What the exercise asks:
Identify every line in the entries below that contains the word "water" and copy each such line. Case counts.

Input rows:

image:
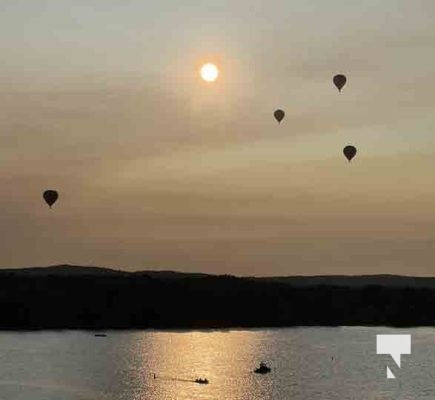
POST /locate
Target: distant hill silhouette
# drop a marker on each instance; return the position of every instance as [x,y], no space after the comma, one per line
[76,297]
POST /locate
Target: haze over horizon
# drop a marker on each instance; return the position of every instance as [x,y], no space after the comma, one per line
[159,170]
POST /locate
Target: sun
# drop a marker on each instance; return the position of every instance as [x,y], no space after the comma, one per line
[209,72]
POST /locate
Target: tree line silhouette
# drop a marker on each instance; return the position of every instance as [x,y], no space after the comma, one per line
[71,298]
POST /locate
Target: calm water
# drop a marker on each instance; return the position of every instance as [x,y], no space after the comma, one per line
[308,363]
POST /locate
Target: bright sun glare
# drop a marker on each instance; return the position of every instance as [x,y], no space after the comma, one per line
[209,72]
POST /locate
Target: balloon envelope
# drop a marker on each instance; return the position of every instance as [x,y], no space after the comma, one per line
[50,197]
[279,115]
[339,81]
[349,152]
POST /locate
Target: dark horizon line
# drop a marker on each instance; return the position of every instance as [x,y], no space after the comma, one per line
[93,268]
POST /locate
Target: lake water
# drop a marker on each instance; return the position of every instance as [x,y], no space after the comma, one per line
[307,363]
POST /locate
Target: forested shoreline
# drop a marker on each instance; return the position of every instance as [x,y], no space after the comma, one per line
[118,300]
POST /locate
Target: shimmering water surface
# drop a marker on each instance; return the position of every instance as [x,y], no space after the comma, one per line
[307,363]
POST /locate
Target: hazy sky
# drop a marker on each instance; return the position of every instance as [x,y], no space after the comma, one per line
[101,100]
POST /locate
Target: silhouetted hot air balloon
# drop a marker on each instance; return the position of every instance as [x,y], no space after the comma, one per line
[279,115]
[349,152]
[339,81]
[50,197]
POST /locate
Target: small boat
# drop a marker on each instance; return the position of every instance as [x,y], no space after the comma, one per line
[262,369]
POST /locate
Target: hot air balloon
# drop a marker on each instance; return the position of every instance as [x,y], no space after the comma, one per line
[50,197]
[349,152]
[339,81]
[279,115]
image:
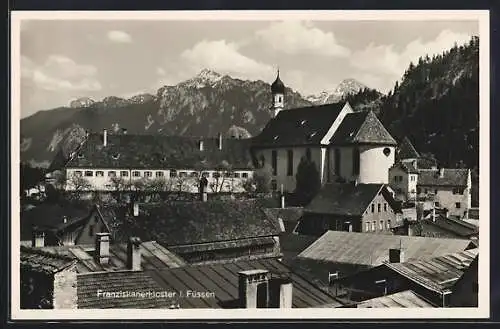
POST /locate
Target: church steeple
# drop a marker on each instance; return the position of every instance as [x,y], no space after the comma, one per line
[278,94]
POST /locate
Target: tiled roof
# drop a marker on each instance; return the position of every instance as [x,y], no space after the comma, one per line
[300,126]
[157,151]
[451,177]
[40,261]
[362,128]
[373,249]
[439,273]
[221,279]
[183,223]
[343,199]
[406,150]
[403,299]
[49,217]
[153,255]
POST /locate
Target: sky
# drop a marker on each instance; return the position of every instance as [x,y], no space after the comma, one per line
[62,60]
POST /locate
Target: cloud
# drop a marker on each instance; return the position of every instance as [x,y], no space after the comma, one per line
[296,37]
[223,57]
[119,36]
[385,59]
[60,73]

==

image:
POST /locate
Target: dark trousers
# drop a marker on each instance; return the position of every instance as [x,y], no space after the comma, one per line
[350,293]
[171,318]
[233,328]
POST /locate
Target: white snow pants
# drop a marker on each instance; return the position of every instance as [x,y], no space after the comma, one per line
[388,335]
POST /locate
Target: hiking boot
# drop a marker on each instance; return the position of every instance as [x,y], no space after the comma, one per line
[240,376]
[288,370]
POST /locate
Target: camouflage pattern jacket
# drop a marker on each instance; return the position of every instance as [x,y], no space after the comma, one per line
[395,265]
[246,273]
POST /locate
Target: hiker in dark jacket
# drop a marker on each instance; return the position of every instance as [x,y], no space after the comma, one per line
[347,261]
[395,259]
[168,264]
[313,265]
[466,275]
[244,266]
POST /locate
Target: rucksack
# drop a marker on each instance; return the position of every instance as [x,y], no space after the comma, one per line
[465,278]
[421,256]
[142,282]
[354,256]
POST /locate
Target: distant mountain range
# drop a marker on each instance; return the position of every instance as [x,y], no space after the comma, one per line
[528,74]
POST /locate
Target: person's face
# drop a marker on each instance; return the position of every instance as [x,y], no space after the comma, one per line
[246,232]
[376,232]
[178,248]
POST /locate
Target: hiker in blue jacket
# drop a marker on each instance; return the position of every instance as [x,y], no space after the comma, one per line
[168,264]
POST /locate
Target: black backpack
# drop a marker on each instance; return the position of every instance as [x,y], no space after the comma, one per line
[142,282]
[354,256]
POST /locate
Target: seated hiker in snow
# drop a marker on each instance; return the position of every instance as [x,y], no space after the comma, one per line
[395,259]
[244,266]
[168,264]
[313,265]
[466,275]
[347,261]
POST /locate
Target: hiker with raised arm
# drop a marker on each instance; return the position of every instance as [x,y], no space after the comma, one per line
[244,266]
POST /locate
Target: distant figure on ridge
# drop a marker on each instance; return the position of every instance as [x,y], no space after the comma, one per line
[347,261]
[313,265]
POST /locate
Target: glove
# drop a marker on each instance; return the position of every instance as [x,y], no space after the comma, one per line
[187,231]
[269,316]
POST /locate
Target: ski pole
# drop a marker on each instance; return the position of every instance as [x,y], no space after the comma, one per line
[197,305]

Full solution:
Target: calm water
Target: lake water
Target: shimmering water surface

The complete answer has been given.